*Requirement:* Transcribe all data verbatim. Skip the pictures.

*Supplied information:*
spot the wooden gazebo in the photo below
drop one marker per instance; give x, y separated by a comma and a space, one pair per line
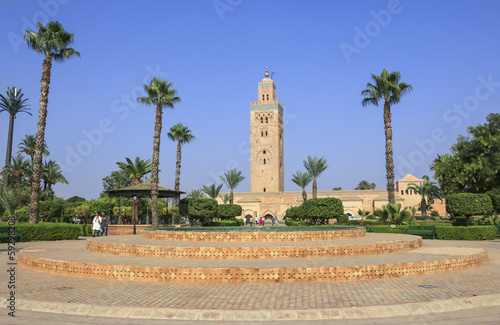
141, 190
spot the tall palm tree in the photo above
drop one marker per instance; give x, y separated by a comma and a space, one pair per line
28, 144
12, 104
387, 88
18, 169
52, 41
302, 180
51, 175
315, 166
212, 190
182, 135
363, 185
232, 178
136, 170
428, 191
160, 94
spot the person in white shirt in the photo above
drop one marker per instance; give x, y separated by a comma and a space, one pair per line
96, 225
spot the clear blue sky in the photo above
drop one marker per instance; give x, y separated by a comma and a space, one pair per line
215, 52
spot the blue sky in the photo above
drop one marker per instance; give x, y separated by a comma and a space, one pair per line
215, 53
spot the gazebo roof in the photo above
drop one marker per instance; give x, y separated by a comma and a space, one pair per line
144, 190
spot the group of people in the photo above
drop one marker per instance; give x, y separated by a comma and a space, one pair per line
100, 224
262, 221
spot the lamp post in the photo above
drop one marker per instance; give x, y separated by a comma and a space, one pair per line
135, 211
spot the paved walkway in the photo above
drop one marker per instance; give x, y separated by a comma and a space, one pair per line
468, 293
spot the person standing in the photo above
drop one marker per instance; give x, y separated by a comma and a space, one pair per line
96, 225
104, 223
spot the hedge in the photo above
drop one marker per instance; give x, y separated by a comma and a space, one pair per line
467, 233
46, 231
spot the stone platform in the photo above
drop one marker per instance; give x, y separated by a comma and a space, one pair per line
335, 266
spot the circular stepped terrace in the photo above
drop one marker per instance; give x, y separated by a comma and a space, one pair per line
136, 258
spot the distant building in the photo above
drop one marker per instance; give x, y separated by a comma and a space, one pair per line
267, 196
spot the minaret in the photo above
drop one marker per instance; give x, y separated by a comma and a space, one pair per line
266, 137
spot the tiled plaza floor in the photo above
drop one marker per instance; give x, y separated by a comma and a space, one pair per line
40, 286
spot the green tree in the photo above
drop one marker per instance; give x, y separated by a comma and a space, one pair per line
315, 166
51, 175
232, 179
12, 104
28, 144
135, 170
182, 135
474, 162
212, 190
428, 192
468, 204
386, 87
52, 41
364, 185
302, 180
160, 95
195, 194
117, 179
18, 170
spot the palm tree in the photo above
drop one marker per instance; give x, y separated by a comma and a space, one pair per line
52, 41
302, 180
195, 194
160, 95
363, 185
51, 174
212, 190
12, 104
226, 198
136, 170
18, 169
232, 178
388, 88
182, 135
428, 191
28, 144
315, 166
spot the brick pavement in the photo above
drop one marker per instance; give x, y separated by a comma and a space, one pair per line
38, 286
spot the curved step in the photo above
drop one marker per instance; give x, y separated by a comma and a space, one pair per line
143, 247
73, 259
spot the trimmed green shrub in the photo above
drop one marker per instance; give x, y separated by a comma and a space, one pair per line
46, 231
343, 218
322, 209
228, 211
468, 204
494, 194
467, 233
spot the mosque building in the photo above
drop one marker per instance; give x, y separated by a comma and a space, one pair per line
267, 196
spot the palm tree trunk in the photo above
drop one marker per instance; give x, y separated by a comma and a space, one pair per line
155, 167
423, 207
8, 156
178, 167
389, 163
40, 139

*Response area:*
spot the wooden gazebo in the photo below
drop one marker per instance; give x, y separated by a comma and a space, one pair per line
141, 190
spot the tall palm tree in the photo above
drop one marker per instance; give x, y separated by a comma and a space, one pair per line
28, 144
12, 104
387, 88
18, 169
52, 41
302, 180
51, 175
315, 166
212, 190
182, 135
363, 185
232, 178
136, 170
428, 191
160, 94
spot the person in white shirt in the photo above
drop one marker per instance; give x, y separated by a comma and a space, one pair per line
96, 225
spot the clear blue sky in the photo above
drop one marker per instance; give x, y separated by a comma and a space, one pair per line
215, 52
spot the blue sky in the photo above
drop one marker per instance; give x, y separated by a comma and a space, one pair per line
215, 53
spot the gazebo roof in the photo above
drop one marker per instance; give x, y separated by a comma and a space, one pair per line
144, 190
spot the group of people in the photo above
drop one marker per instance; give x, y separated by a comma and a space, one pair per line
100, 224
262, 221
spot the lamp post in the photo above
drop one marker per instance; give x, y separated by a comma and a space, one pair per line
135, 211
spot the paved walkway in the photo above
drop one marker per instance; give x, y separated by a comma and a space, one pair per line
468, 293
spot the person standing in the photo above
drop one marker per instance; give x, y separated by a comma and a space, one pair per line
96, 225
104, 223
spot the hedge in the photo above
drop one marker per instance; give x, y separated by a comma and a space, one pair per line
467, 233
46, 231
spot the stone platform in the photo above
drop one marker per instance; give x, y separated by a comma and a space, one pair per line
335, 266
spot the circular stepped terrace in the photo above
drop one marker per instance; give x, y separated by a comma and a space, one pair per line
136, 258
spot the distant building in the photo above
drop one marker per instance; give x, y separated by a comma and a space, one pair per line
267, 196
spot the minaret in the photo above
drop one marker per instance; give x, y separated by a comma and a space, one pair per line
266, 137
spot the tiled plaza floor in the photo above
drop one marker per instance; give x, y separated by a comma and a space, one pair per line
40, 286
spot the green tree in the photo above
drop one marker per instance; give x, y separated by a comma and a space, one pair per line
315, 166
51, 175
232, 179
12, 104
28, 144
135, 170
182, 135
474, 162
212, 190
428, 192
468, 204
386, 87
52, 41
364, 185
302, 180
160, 95
195, 194
117, 179
18, 170
spot the palm tree in the photo above
drop one marker per instance; give x, y separated by a comma and a space, one pair per line
52, 41
302, 180
195, 194
160, 95
363, 185
51, 174
212, 190
12, 104
226, 198
136, 170
18, 169
232, 178
388, 88
182, 135
428, 191
28, 144
315, 166
spot the brick pavement in the photo above
drop one marker per instance; give x, y separated by a comma and a space, one pair per line
38, 286
spot the curved step in the photo above
drop one marker per instance; give x, y separated by a comma and a space, one pair per line
143, 247
73, 259
spot the trimmed green shrub in the photo above
drop one marker per instance; give x, y separated by a comma and a space, one pair per line
46, 231
343, 218
322, 209
228, 211
468, 204
494, 194
467, 233
spot the mosque building in the photo above
drop one marker per instance; give x, y separated by a comma and a space, one pair per line
267, 196
spot the palm tree trunk in the photo above
drop one marker per instance; give x, y separated by a comma and a space, one pair per line
155, 167
423, 207
8, 156
178, 167
389, 163
40, 139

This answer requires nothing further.